» Alıştırma Görevi A
Süngercilik mesleğine ilişkin metinde "MUĞLA (İHA) –" sözcüklerinden "ve zorluklarını anlattı." sözcüklerine kadar uzanan bölümü hiçbir değişiklik yapmadan yineleyiniz.

» Metin Alıntısı
+++++

MUĞLA (İHA) – Muğla’nın turistik ilçelerinden Marmaris’in turizm ile adını duyurmadan önceki tek geçim kaynağı olarak bilinen süngercilik mesleği ile uğraşan ve halen Marmaris’te yaşayan meslek erbapları süngerciliği ve zorluklarını anlattı.
İnsanlar tarafından yüzlerce yıldır avlanan süngerler, dünya üzerinde uzun yıllardır varlığını sürdürüyor. Muğla’nın önemli turizm şehirlerinden biri olan Marmaris’in bir zamanlar tek geçim kaynağı olan süngercilik mesleğini yapan 86 yaşındaki eski sünger avcısı Günay Aslan Kartal, süngerciliğin tehlikeli bir meslek olduğunu belirterek, “Babam sünger avında vurgun yiyip felç kaldı” dedi.
“Dalgıçlık kıskanç meslektir”

+++++

» Verilen Kayıtlar
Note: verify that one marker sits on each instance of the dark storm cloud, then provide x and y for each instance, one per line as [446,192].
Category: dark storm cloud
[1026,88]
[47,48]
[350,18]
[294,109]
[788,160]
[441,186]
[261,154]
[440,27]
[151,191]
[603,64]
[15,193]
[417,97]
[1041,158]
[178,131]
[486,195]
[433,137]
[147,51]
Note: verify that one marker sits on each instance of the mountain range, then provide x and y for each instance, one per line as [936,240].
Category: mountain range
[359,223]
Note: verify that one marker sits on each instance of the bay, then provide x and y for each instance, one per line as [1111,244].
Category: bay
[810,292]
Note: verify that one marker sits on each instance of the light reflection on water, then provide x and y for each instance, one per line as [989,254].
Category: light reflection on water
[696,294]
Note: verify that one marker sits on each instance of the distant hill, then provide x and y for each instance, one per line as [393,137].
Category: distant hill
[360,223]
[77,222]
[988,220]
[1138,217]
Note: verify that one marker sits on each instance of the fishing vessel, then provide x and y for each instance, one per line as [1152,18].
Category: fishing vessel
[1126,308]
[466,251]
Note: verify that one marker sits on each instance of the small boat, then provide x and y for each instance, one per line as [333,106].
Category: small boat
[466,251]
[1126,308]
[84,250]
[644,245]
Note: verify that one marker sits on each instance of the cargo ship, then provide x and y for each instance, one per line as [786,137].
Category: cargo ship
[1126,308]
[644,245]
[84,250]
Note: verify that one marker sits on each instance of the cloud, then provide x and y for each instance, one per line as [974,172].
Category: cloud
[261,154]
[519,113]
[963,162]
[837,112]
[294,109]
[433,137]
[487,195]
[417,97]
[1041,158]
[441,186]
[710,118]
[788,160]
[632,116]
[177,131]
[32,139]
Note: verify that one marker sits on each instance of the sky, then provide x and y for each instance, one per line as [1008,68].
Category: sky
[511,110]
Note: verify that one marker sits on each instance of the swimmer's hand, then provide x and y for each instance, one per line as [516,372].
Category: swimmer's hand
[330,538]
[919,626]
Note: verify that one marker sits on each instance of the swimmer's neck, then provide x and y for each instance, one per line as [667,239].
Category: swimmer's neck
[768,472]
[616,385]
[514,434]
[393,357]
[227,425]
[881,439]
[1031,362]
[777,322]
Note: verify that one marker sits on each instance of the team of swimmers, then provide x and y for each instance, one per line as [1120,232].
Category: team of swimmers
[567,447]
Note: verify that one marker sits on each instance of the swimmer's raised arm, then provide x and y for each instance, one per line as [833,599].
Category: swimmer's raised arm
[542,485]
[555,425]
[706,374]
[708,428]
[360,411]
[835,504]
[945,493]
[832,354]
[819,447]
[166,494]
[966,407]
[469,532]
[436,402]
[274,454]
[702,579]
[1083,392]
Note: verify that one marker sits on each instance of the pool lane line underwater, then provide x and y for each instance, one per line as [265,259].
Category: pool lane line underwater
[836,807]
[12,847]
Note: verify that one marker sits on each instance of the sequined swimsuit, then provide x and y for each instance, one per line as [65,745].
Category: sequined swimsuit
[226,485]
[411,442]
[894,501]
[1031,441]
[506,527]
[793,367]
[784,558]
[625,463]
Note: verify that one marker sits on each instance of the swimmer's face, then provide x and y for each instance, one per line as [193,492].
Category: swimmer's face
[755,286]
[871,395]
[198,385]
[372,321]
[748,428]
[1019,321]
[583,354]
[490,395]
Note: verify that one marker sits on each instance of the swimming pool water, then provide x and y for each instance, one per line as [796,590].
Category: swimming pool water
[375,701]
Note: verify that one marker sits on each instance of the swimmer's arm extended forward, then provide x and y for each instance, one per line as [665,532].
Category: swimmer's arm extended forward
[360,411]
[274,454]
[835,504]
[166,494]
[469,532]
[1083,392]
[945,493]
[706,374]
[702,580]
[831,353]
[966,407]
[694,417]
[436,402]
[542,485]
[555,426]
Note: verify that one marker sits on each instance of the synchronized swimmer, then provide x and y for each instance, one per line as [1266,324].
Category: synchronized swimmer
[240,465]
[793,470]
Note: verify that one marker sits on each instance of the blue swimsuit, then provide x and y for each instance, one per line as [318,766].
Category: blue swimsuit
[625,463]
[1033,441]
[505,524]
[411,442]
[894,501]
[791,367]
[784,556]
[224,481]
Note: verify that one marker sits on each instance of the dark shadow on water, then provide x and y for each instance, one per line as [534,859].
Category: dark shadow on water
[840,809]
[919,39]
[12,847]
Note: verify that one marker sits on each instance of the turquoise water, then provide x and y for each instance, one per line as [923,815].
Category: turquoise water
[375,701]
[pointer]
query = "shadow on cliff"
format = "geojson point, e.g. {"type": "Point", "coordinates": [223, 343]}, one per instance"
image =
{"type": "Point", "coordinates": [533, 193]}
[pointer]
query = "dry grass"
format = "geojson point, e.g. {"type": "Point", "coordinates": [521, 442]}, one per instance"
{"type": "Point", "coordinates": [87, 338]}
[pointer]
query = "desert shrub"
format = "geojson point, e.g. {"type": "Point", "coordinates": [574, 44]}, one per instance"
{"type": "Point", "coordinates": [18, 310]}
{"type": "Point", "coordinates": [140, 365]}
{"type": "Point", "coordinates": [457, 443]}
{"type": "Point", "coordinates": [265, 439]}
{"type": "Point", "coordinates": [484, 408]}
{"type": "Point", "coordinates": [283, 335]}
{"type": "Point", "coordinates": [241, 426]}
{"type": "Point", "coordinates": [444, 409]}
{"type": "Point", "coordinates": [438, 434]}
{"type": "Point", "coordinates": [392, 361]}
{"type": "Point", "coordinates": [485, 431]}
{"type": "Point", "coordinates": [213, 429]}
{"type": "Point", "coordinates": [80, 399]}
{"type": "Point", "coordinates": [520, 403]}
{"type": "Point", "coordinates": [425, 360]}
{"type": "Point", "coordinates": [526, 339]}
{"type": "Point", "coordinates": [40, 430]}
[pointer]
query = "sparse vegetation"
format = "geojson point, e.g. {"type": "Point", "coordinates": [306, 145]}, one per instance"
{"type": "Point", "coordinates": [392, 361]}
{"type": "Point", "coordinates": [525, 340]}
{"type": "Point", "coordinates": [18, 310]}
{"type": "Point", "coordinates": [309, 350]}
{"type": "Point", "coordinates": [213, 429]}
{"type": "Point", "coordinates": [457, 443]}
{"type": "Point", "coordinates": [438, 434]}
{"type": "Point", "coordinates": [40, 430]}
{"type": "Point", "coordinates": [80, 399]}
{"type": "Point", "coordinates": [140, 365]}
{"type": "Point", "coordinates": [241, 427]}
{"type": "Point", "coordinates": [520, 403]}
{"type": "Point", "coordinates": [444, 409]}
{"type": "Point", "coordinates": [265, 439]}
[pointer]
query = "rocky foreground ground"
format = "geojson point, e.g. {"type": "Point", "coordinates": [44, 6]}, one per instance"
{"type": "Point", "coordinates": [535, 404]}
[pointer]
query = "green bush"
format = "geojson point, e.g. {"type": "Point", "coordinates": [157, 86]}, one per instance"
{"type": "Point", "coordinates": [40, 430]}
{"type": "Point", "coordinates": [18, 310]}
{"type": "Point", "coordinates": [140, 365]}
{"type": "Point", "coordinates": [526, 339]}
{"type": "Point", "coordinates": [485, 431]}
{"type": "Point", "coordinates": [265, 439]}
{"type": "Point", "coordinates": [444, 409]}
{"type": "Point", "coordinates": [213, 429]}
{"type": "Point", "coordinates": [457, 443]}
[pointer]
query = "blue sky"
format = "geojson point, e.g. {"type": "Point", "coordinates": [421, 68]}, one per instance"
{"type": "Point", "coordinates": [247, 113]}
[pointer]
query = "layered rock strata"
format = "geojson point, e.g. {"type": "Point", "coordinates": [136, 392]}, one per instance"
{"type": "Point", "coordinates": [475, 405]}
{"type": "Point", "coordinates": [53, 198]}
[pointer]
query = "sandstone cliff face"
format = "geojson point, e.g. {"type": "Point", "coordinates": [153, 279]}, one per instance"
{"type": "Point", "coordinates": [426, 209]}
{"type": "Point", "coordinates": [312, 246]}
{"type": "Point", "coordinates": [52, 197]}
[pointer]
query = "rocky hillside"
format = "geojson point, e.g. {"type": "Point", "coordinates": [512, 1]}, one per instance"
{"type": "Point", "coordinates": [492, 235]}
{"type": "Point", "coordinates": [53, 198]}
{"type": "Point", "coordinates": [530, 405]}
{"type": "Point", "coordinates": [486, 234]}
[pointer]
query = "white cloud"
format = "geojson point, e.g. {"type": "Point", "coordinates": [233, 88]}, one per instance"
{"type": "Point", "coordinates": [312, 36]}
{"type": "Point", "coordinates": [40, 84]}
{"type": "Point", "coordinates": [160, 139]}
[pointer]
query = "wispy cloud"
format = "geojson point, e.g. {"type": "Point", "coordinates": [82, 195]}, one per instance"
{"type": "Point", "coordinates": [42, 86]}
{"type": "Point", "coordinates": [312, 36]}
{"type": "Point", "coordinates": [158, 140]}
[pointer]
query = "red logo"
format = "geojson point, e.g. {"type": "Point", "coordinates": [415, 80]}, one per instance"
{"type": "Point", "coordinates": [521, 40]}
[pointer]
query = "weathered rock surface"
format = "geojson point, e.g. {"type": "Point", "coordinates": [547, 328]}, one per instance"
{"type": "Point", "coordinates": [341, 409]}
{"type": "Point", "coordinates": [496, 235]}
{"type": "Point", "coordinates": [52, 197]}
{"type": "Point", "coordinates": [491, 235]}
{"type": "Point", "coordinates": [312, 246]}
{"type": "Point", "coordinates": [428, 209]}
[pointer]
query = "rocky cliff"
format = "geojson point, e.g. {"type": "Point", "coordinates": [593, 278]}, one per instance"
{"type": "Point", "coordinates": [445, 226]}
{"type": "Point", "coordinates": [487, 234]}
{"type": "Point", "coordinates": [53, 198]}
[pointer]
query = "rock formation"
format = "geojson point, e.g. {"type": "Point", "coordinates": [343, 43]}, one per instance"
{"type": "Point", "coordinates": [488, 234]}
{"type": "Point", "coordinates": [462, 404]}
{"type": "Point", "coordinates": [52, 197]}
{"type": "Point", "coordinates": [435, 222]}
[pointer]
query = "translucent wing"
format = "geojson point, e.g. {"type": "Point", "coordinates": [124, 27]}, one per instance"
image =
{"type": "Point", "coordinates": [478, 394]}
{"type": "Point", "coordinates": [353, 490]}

+++++

» Alıştırma Görevi B
Kayıtlardan "range" dizesini içeren her satırı seçerek aktarınız; büyük ve küçük harf ayrımı dikkate alınmalıdır.

» Alıştırma Çıktısı A
MUĞLA (İHA) – Muğla’nın turistik ilçelerinden Marmaris’in turizm ile adını duyurmadan önceki tek geçim kaynağı olarak bilinen süngercilik mesleği ile uğraşan ve halen Marmaris’te yaşayan meslek erbapları süngerciliği ve zorluklarını anlattı.

» Alıştırma Çıktısı B
Note: verify that one marker sits on each instance of the mountain range, then provide x and y for each instance, one per line as [936,240].
Category: mountain range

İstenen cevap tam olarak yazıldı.